═══ ITEMS ═══
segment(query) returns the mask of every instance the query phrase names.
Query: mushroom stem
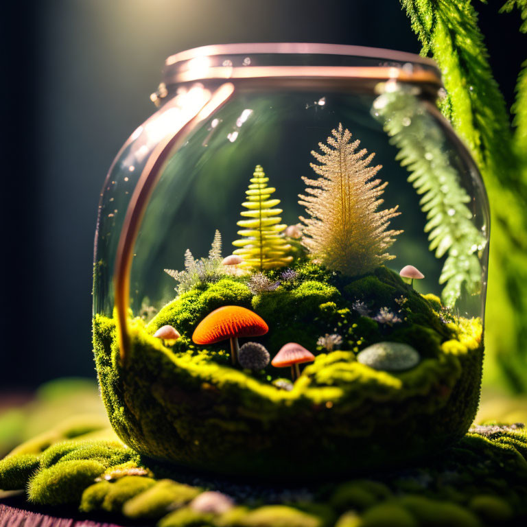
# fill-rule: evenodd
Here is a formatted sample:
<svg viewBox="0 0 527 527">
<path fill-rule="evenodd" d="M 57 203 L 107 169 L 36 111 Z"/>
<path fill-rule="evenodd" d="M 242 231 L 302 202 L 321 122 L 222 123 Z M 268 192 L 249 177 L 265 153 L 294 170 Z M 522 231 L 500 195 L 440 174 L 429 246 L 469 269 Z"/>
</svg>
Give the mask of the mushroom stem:
<svg viewBox="0 0 527 527">
<path fill-rule="evenodd" d="M 233 366 L 235 366 L 238 362 L 239 351 L 238 339 L 236 337 L 231 337 L 231 360 L 233 362 Z"/>
</svg>

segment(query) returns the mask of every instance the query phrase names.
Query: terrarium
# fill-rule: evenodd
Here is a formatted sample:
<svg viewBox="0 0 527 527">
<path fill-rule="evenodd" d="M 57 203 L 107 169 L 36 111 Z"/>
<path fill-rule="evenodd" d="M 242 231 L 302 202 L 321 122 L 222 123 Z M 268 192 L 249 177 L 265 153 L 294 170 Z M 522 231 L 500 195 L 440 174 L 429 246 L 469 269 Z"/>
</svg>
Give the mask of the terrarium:
<svg viewBox="0 0 527 527">
<path fill-rule="evenodd" d="M 474 417 L 489 209 L 429 60 L 169 57 L 101 195 L 93 336 L 134 450 L 317 477 L 434 455 Z"/>
</svg>

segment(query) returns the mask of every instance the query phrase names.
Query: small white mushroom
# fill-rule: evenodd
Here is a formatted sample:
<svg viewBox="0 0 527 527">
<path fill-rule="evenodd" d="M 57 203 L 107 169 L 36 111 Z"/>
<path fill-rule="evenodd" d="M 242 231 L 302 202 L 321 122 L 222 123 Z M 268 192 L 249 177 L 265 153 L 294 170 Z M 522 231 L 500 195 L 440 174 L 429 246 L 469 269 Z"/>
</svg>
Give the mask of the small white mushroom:
<svg viewBox="0 0 527 527">
<path fill-rule="evenodd" d="M 190 508 L 200 513 L 223 514 L 235 506 L 234 500 L 217 491 L 207 491 L 196 496 L 190 503 Z"/>
<path fill-rule="evenodd" d="M 420 280 L 425 275 L 413 266 L 405 266 L 399 272 L 402 278 L 410 279 L 410 285 L 414 287 L 414 280 Z"/>
<path fill-rule="evenodd" d="M 302 231 L 300 225 L 290 225 L 285 228 L 283 233 L 290 238 L 298 239 L 302 236 Z"/>
<path fill-rule="evenodd" d="M 178 331 L 169 325 L 162 326 L 154 333 L 156 338 L 161 338 L 165 346 L 172 346 L 181 336 Z"/>
<path fill-rule="evenodd" d="M 223 259 L 222 264 L 225 266 L 228 272 L 232 274 L 238 274 L 238 264 L 241 264 L 244 259 L 237 255 L 231 255 Z"/>
<path fill-rule="evenodd" d="M 237 255 L 231 255 L 226 258 L 223 259 L 222 264 L 224 266 L 237 266 L 238 264 L 241 264 L 243 261 L 242 257 Z"/>
</svg>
═══
Tally the lines in the rows above that contain the word "terrarium", and give only the number.

CORRECT OUTPUT: 2